--- STORED DATA ---
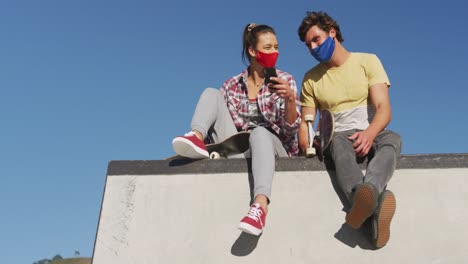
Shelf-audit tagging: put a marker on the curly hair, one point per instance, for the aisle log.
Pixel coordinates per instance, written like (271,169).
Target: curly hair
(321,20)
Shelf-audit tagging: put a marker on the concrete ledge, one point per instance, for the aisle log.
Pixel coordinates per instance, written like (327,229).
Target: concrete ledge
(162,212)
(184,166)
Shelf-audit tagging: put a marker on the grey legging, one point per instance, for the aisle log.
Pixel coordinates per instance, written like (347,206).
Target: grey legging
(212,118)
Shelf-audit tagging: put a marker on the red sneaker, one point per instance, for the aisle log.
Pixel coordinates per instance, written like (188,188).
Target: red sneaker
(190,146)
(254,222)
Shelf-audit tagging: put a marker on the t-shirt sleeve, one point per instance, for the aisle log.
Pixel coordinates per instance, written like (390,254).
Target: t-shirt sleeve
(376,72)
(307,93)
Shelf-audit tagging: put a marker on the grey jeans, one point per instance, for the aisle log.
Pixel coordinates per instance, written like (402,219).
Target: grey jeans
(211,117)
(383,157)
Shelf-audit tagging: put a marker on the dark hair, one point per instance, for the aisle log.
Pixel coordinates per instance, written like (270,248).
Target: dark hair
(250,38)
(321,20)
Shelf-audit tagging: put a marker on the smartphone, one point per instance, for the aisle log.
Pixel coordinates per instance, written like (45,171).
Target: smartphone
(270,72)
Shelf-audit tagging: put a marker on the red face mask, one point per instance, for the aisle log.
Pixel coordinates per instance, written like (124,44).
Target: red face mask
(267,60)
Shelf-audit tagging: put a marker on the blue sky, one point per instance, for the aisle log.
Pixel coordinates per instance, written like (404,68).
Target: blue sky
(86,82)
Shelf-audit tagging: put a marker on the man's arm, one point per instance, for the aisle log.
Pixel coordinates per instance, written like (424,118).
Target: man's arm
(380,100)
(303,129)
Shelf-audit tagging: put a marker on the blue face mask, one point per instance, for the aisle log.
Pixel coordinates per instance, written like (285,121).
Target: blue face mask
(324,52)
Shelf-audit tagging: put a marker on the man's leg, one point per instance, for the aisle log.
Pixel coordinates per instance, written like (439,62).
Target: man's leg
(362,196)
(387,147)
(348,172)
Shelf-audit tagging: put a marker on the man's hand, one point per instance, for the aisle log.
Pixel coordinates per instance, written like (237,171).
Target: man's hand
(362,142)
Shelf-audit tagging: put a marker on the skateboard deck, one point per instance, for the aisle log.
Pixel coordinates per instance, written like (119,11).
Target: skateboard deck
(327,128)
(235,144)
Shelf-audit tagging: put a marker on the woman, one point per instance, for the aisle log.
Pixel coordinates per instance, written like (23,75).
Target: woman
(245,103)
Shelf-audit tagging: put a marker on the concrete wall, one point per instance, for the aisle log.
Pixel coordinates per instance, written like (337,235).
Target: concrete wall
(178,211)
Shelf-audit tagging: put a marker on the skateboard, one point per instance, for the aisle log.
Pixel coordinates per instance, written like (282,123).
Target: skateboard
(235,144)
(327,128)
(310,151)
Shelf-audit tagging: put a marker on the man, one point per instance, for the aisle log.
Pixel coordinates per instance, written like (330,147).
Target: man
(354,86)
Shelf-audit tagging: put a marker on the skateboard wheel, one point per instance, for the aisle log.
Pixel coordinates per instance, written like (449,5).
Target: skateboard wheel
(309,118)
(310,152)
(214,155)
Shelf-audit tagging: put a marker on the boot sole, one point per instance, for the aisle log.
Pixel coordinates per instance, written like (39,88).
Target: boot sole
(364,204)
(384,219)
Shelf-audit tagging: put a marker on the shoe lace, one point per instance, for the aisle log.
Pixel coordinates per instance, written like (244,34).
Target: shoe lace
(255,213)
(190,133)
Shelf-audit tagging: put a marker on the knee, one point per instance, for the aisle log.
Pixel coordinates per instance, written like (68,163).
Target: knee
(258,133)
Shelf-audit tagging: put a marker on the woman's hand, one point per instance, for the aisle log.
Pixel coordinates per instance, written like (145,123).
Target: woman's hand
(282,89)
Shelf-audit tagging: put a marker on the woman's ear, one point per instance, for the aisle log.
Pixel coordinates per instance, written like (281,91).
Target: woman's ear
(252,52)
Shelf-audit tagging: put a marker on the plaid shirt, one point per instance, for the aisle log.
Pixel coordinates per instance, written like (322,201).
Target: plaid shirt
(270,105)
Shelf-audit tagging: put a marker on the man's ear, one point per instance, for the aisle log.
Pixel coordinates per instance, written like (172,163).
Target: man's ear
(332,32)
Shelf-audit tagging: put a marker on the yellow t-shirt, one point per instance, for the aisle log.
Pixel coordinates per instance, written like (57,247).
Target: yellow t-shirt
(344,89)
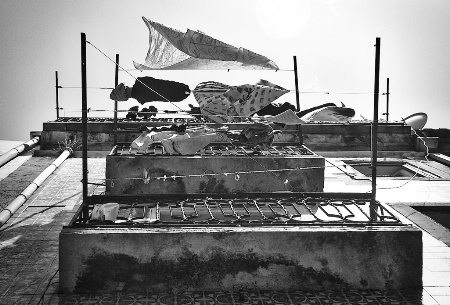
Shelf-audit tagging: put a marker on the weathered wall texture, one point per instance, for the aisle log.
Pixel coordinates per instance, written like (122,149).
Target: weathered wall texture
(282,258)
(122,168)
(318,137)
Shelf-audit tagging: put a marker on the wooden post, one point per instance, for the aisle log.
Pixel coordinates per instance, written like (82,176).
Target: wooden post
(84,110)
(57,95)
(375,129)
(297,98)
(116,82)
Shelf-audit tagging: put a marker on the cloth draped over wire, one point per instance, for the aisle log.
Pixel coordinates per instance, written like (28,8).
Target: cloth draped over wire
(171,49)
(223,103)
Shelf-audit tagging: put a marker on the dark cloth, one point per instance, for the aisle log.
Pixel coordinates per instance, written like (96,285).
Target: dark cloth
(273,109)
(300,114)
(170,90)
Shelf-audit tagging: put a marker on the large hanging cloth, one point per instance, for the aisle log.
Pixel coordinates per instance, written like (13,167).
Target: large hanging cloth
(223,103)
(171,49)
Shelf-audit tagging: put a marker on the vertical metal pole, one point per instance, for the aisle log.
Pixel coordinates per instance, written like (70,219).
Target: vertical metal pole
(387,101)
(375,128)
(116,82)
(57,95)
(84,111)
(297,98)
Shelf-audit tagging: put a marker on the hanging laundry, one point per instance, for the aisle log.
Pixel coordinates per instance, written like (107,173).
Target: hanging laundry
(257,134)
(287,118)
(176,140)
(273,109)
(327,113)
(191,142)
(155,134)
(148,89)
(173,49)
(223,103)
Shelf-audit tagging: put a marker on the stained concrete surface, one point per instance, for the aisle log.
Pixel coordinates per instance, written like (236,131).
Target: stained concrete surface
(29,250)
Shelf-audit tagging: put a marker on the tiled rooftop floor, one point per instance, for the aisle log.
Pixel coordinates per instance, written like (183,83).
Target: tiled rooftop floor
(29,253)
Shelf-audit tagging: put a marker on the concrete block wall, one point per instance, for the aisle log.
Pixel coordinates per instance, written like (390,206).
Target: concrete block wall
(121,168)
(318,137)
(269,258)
---
--- STORED DATA ---
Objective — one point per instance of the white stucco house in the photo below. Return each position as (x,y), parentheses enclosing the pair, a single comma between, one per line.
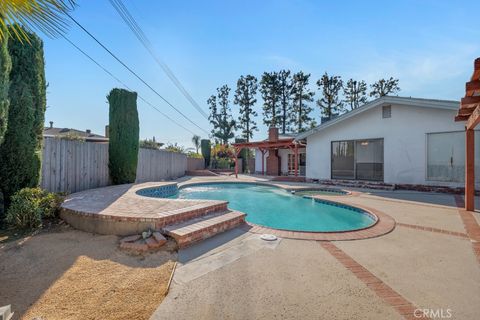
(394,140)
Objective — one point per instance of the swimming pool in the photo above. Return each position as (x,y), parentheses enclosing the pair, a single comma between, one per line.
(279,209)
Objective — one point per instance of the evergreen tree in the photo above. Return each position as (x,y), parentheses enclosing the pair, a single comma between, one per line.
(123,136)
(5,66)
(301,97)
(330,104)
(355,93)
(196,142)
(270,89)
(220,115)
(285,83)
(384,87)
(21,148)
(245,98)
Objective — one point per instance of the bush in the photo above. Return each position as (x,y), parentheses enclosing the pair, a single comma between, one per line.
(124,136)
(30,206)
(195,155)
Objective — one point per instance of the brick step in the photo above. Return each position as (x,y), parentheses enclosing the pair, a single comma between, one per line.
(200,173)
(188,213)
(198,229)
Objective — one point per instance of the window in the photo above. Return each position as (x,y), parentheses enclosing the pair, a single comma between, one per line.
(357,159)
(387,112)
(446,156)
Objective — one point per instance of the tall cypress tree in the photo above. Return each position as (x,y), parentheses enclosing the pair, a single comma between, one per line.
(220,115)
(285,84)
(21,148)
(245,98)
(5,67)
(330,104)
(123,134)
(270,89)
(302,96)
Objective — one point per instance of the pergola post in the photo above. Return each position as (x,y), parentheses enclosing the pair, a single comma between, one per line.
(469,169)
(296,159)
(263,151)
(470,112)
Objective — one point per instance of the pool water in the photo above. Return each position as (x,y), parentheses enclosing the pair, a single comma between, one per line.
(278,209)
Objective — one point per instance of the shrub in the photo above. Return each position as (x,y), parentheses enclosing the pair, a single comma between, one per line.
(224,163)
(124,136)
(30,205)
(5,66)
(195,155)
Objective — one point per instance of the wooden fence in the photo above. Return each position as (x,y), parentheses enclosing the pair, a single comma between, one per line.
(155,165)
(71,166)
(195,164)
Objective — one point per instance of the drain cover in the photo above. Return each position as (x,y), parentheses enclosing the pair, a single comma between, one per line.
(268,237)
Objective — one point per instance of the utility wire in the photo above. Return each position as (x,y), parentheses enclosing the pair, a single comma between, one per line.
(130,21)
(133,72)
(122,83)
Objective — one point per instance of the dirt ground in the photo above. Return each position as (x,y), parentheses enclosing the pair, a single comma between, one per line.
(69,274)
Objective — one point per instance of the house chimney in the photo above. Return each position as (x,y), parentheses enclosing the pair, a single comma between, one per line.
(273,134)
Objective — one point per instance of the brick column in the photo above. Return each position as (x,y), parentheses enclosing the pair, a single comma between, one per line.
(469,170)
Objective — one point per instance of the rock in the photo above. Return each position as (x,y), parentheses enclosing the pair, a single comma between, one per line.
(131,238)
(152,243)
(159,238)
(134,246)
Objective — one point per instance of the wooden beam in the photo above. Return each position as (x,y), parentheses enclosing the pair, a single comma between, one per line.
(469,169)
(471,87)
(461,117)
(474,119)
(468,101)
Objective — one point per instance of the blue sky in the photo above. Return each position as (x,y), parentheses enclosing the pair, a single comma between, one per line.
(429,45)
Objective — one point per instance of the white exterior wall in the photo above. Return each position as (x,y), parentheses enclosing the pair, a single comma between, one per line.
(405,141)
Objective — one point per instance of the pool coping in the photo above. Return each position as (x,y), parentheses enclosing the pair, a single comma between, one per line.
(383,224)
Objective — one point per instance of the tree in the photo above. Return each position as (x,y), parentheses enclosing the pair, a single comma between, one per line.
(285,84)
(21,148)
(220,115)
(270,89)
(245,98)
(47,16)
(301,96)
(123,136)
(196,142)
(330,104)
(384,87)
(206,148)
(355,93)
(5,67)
---
* _EXERCISE_: Gather every line of the material above that contains the word "weathered" and copy each one out in full.

* _TASK RESPONSE_:
Shelf-audit tagging: put a marker on the weathered wall texture, one point per instance, for the aisle log.
Target: weathered wall texture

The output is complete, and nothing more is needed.